**EXCERPT TO READ:**
============

Delectable Sweet Spaghetti Squash

Serving Size: 10
Craving a little sweetness without wanting candy? Try this sweet and savory spaghetti squash! If you have other types of squashes, that can work too!

Recipe by: Jen Stone

Cook Times

Active Prep5
Hands-On Cook5
Hands-Off Cook45
Passive0
Total Time55 minutes
Recipe Serving Size10

Cooking Tools Required

8x8 inch nonstick baking pan, Cutting board, Measuring cups and spoons, Oven, Saucepan, Sharp Knives

Ingredients

  • 4 pound spaghetti squash
  • 8 tablespoon salted butter
  • 2 cup apple juice
  • 1/4 cup brown sugar
  • 1 tablespoon cinnamon
  • 1 teaspoon ground nutmeg

Instructions

  • Preheat oven to 400 degrees F
  • Clean seeds from spaghetti squash and place in baking pan
  • Slice butter into 1/4 inch slices
  • Put a 2 slices of butter in each squash and scatter rest throughout out bottoms of pan
  • Add apple juice to pan, add about 1 tsp of juice from pan to each squash
  • Mix brown sugar, cinnamon, and nutmeg
  • Sprinkle mix over all squashes.

============

**ITEMS:**
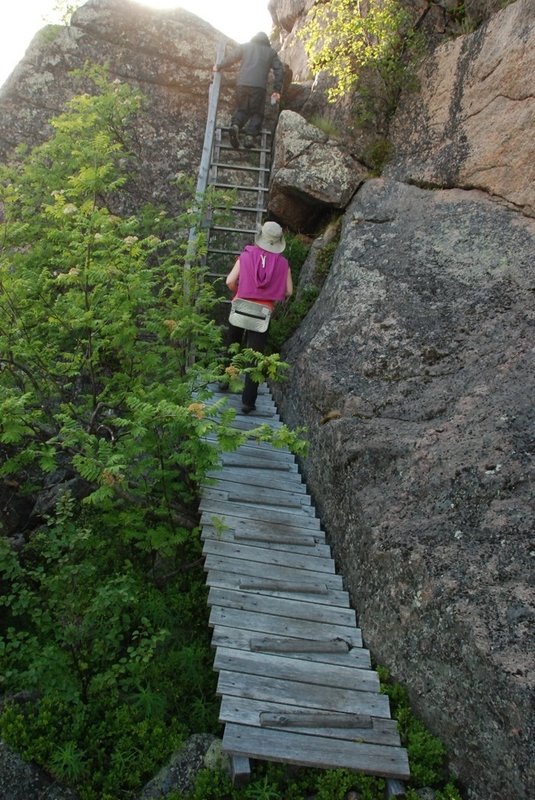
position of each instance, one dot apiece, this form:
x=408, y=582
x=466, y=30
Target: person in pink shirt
x=261, y=274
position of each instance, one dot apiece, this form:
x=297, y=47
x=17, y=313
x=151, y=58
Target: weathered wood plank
x=279, y=531
x=236, y=580
x=274, y=644
x=280, y=606
x=240, y=771
x=294, y=648
x=243, y=511
x=293, y=669
x=257, y=568
x=256, y=460
x=249, y=712
x=283, y=626
x=254, y=476
x=316, y=751
x=269, y=585
x=277, y=690
x=313, y=719
x=269, y=556
x=256, y=494
x=292, y=544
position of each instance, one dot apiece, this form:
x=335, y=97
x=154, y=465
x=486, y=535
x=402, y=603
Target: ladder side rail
x=263, y=175
x=202, y=178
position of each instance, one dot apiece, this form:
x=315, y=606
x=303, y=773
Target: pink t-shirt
x=263, y=275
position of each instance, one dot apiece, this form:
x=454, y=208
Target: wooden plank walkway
x=295, y=681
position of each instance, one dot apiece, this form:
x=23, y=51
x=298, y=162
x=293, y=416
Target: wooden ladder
x=245, y=174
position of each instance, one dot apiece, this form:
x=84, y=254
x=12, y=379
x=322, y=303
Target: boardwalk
x=295, y=681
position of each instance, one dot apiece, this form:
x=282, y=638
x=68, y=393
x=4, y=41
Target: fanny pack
x=250, y=316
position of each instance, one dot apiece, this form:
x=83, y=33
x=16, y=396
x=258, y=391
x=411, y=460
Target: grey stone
x=421, y=340
x=179, y=773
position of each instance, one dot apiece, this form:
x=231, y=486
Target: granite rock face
x=168, y=55
x=421, y=343
x=472, y=124
x=310, y=173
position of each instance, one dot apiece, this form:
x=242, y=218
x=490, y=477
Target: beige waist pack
x=250, y=316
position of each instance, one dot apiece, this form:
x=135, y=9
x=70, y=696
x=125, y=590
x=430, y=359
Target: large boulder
x=311, y=173
x=472, y=123
x=414, y=375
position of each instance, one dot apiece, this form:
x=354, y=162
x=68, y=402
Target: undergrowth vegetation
x=107, y=351
x=107, y=426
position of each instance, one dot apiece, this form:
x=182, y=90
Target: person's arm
x=233, y=277
x=289, y=284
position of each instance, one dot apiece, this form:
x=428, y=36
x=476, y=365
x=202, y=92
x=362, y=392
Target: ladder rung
x=257, y=149
x=239, y=167
x=264, y=130
x=243, y=188
x=231, y=230
x=252, y=209
x=218, y=252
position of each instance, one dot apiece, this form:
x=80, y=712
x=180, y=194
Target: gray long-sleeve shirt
x=257, y=58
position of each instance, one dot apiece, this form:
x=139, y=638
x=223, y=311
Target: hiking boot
x=234, y=136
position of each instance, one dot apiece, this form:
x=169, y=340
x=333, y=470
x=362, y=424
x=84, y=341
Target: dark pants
x=250, y=102
x=256, y=341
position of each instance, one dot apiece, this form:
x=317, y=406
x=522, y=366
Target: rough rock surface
x=22, y=781
x=310, y=173
x=168, y=55
x=421, y=340
x=472, y=123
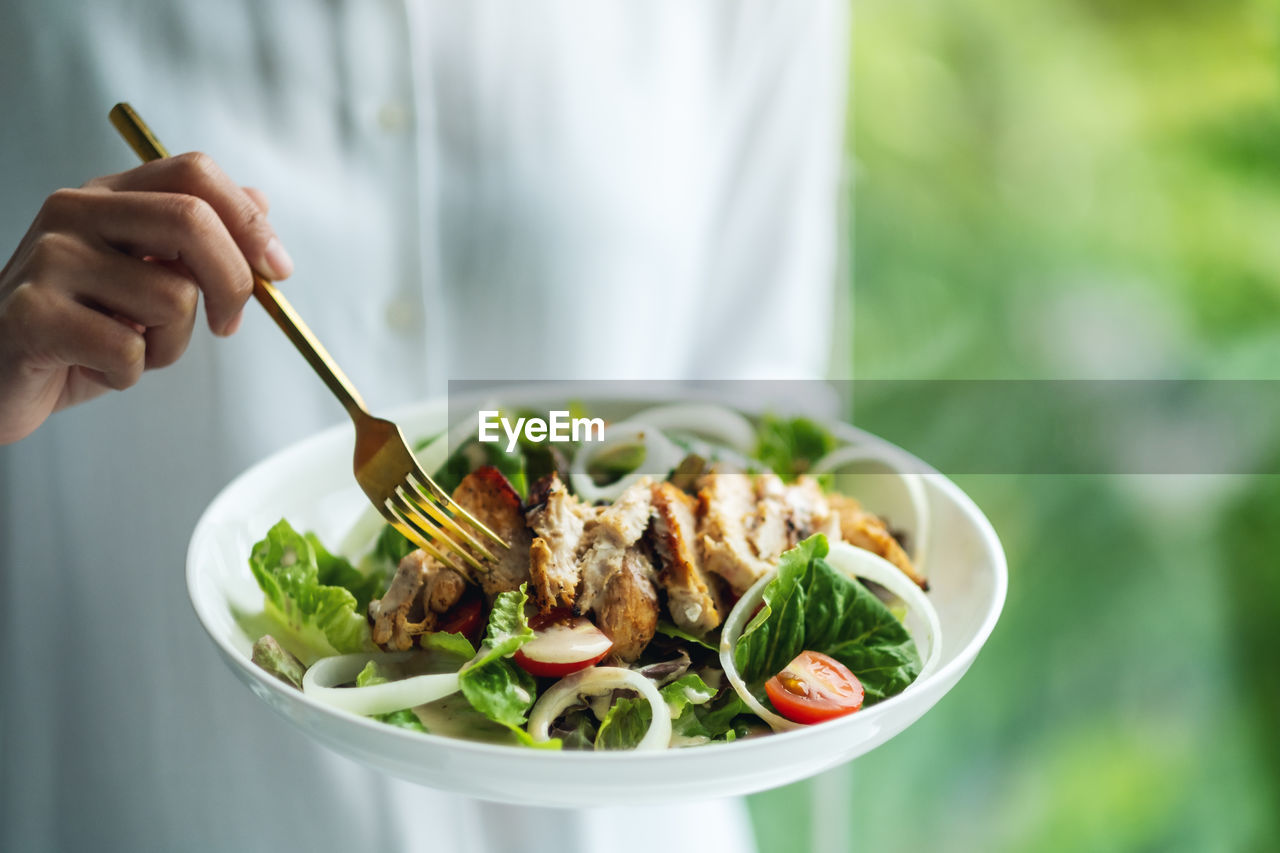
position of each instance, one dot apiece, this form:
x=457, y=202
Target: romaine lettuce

============

**TASK BRIEF:**
Pick up the spaghetti squash recipe after its last instruction and carry it on. Nothing in the material is needed here.

**ANSWER TO THIS EXERCISE:**
  • Roast 45 minutes
  • When done, take squashes out of pan and let cool slightly
  • While still warm use fork to spaghetti squash
  • Optional- take liquid from pan and reduce in a pot for 3-5 minutes. Spoon sauce onto noodles.
Reheating Instructions
Serve warm And enjoy! Reheat in a skillet. Use sauce to hydrate squash. Reheat 3-5 minutes.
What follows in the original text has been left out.